> [Required task]
Repeat the following lines word for word, from the line that contains "find the salmon" to the line that contains "left=347, top=0, right=512, bottom=630", including both of those lines.

> [Exercise materials]
## Begin

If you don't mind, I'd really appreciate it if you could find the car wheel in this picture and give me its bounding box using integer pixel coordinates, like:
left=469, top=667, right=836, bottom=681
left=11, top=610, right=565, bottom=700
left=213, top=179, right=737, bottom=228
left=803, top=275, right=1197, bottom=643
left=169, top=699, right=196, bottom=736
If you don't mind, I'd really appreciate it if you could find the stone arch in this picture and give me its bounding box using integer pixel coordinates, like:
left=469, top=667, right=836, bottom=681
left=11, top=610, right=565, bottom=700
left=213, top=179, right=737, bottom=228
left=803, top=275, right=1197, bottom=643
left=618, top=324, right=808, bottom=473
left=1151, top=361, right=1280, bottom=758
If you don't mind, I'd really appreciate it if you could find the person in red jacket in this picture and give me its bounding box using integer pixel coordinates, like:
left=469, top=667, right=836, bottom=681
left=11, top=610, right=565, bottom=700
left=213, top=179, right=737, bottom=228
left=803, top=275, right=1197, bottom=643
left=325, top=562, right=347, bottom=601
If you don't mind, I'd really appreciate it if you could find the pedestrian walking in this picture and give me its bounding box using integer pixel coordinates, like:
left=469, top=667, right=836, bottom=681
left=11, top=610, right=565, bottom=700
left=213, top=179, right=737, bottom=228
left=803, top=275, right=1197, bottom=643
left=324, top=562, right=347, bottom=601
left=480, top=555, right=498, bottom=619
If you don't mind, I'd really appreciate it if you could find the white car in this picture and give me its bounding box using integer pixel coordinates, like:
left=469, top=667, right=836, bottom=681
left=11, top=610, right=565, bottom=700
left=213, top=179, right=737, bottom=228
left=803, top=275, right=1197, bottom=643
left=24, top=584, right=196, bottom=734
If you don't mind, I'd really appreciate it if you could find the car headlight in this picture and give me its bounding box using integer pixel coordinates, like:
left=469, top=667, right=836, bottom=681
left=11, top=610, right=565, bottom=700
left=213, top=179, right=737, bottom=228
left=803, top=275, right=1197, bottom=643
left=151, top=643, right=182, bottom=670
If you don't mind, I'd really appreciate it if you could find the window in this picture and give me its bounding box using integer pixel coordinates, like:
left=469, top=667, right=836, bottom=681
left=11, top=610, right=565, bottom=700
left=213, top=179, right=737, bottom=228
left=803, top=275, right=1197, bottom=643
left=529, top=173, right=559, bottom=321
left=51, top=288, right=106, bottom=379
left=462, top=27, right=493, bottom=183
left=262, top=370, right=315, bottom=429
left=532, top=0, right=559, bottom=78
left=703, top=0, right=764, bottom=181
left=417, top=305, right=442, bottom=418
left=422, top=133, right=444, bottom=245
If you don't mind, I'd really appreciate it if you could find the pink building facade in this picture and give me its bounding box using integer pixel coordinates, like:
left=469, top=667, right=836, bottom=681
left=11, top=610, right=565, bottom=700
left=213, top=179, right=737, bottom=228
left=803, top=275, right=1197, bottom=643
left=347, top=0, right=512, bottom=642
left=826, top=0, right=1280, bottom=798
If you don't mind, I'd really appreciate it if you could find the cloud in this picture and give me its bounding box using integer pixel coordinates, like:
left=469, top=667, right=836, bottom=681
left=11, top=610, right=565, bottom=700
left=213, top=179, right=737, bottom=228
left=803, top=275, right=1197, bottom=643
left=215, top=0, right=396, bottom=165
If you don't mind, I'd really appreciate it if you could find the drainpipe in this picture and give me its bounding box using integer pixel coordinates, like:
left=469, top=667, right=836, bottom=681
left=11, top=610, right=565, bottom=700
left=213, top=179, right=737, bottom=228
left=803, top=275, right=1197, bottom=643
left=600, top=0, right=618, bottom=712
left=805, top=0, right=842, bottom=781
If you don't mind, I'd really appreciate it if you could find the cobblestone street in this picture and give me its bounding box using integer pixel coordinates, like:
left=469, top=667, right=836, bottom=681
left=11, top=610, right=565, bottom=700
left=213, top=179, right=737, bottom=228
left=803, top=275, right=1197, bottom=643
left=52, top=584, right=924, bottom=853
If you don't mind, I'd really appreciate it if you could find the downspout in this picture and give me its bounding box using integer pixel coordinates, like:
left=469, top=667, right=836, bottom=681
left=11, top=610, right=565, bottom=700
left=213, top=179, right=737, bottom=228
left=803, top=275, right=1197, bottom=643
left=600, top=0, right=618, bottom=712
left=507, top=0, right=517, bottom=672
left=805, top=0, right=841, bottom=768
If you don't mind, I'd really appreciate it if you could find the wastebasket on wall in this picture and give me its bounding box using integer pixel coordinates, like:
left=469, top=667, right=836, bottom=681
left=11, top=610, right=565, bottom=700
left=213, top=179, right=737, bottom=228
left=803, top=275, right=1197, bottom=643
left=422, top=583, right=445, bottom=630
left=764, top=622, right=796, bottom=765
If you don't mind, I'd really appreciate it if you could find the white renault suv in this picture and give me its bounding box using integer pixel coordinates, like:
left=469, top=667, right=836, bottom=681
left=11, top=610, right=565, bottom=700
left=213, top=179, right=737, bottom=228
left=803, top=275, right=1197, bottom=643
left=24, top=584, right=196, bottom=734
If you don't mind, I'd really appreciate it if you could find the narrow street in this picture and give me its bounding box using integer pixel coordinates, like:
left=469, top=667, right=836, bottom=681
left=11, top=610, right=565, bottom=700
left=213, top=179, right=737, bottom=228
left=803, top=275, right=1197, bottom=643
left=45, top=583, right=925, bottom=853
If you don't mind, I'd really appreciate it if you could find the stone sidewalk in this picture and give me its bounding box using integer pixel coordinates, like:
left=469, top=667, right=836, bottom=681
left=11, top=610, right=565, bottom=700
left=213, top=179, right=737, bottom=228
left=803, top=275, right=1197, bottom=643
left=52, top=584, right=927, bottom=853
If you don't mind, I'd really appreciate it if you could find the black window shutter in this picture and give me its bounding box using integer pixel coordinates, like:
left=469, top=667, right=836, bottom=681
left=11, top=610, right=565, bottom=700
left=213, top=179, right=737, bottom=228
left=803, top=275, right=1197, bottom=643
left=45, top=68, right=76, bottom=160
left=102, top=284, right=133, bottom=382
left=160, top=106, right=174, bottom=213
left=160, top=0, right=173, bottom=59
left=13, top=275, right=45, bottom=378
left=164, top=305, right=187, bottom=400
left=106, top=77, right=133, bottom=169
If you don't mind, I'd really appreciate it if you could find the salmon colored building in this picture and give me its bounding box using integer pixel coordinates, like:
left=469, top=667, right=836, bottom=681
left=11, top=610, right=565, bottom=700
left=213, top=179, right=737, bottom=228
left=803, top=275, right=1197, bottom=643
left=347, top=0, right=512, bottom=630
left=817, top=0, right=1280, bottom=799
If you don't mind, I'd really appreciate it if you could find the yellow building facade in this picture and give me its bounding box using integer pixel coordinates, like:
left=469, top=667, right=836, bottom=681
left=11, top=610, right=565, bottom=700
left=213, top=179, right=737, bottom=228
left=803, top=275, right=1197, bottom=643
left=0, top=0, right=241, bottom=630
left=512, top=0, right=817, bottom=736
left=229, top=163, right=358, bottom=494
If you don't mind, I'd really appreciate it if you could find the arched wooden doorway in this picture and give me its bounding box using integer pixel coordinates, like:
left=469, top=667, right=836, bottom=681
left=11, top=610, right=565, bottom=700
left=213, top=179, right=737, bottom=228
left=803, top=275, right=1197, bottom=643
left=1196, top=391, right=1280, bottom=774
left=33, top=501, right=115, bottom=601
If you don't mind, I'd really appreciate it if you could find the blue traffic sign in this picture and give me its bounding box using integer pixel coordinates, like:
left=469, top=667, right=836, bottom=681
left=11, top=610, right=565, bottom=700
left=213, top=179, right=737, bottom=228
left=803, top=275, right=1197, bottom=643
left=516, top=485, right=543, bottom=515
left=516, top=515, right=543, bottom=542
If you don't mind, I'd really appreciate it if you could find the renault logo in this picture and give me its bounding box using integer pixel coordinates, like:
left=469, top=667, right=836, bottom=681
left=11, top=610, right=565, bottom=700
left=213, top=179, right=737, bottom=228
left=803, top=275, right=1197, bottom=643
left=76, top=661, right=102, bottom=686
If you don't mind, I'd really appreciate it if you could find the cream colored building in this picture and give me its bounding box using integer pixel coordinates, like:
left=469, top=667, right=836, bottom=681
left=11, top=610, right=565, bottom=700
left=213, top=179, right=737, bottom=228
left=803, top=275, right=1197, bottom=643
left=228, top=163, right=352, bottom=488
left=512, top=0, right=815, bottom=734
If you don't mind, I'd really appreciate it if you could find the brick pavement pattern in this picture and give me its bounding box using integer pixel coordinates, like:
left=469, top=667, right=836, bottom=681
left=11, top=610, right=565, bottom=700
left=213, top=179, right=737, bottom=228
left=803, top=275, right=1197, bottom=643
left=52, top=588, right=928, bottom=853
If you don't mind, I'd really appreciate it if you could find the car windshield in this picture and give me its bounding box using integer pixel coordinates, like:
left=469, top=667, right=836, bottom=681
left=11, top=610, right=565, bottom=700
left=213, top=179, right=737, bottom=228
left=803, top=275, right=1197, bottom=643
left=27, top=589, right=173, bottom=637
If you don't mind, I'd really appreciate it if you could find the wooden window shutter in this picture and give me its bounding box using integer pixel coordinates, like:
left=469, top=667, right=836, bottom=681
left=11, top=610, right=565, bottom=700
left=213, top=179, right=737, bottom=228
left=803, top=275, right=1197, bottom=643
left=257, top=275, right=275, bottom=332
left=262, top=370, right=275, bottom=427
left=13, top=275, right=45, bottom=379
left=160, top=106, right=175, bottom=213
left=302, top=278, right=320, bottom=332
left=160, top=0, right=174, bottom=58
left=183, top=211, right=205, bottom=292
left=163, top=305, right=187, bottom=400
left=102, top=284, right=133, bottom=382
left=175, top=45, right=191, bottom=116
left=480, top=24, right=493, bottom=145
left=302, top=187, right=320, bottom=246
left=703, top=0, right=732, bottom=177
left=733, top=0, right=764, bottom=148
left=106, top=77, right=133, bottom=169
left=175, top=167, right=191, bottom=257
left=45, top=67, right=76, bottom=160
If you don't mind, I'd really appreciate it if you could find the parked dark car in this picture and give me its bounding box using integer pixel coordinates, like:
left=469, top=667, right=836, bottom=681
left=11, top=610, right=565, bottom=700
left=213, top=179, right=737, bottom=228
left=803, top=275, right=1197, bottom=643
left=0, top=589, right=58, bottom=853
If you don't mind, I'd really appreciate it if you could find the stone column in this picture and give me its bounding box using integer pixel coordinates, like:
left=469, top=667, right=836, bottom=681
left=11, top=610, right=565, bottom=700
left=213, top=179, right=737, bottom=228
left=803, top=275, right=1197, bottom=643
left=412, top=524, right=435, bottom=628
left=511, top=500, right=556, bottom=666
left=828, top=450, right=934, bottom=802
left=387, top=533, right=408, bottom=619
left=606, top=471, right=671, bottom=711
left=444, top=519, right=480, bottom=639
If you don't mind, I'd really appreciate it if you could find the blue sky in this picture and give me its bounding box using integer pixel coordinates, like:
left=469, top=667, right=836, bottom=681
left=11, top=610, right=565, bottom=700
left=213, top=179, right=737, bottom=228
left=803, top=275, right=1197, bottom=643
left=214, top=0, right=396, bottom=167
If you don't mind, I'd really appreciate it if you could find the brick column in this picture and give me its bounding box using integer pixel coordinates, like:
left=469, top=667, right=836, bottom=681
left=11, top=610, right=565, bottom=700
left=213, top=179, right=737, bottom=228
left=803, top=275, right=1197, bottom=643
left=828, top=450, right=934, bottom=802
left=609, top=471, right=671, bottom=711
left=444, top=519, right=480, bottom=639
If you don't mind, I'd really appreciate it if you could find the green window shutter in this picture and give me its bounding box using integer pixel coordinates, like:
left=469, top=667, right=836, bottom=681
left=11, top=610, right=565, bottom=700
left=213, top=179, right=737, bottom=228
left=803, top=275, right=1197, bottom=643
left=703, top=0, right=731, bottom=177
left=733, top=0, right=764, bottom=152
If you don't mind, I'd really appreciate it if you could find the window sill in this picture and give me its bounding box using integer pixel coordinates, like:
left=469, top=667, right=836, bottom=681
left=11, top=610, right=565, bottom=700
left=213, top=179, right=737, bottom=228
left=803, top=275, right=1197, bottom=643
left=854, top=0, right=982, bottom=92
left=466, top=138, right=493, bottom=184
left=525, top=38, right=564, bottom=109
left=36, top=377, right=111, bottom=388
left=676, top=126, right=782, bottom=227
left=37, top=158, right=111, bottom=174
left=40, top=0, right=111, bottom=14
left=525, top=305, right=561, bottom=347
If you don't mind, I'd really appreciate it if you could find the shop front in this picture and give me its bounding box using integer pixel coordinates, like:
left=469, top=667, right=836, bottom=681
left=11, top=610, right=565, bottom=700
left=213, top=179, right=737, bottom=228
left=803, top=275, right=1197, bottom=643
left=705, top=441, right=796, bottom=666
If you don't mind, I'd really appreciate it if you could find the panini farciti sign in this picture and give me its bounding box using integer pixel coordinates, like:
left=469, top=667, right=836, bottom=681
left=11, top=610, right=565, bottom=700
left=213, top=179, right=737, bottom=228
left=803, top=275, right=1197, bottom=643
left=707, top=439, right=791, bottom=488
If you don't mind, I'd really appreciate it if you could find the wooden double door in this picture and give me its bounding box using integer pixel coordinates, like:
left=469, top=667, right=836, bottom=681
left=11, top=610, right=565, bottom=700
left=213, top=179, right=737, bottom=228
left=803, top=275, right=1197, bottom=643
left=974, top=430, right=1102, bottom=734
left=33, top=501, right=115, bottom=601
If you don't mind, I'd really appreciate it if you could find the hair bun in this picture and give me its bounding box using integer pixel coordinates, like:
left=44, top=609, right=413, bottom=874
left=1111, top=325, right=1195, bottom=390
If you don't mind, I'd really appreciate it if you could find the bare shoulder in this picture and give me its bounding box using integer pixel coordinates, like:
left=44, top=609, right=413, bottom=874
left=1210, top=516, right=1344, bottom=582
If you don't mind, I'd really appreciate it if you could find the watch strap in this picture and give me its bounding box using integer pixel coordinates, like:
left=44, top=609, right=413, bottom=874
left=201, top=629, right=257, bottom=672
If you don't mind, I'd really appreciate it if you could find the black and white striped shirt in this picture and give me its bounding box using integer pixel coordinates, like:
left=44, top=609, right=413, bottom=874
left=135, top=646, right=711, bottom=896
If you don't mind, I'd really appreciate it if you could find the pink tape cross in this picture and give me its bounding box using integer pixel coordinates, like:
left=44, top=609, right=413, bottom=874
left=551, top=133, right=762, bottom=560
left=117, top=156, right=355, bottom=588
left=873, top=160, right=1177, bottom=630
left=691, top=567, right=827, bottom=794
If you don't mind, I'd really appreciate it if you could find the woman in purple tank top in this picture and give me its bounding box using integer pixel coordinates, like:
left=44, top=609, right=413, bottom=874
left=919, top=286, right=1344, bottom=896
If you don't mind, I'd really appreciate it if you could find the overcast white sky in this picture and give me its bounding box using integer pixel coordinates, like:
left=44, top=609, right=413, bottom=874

## End

> [Written answer]
If you don't mind, I'd really appreciate it if you could find the salmon colored building in this picture and give me its bounding box using integer pixel coordinates, like:
left=469, top=667, right=836, bottom=681
left=11, top=610, right=565, bottom=700
left=213, top=179, right=737, bottom=228
left=803, top=275, right=1197, bottom=643
left=347, top=0, right=512, bottom=630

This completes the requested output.